## Begin

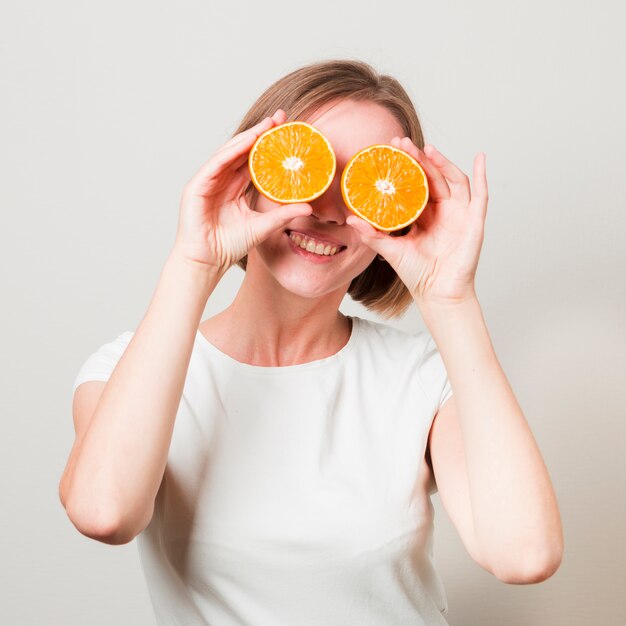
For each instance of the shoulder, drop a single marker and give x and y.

## End
## Begin

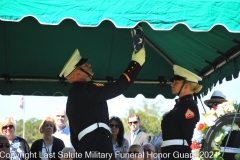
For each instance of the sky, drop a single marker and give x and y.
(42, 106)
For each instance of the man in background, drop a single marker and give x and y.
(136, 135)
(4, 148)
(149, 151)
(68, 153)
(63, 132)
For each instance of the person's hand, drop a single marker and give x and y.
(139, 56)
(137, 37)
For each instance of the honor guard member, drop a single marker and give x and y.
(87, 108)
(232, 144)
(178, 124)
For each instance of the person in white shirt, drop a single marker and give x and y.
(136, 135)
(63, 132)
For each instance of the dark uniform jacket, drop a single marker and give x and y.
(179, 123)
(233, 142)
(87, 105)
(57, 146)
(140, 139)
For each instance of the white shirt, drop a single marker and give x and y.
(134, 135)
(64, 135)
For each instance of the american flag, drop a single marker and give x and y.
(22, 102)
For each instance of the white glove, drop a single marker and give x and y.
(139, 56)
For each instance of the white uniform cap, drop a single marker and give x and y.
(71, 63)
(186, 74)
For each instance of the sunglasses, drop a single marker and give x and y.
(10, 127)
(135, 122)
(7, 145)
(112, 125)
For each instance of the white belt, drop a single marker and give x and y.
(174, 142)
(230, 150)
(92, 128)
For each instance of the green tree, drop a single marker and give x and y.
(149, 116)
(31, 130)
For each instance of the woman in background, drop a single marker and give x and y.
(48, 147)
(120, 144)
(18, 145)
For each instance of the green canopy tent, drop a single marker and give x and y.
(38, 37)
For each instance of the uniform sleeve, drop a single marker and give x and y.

## End
## Begin

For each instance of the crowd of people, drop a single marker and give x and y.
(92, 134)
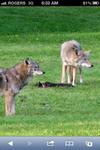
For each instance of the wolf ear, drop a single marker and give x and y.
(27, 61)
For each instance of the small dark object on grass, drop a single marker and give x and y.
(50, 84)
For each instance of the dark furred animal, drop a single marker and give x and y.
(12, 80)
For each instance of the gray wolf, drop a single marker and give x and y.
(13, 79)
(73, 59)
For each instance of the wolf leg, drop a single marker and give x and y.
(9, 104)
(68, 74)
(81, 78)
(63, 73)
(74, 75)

## End

Write out the records word for word, from the line with "For each instance of the green tree, drop" up to and including the line with "For each instance of the uniform".

## COMPLETE ANSWER
For each instance of the green tree, drop a single marker and give x and y.
(149, 116)
(31, 130)
For each instance of the woman in background, drop a single marker and give x and y.
(48, 147)
(120, 144)
(18, 145)
For each instance of the green canopy tent, drop a single marker and give x and y.
(38, 37)
For each instance of the uniform sleeve, drop a single marker and give x and y.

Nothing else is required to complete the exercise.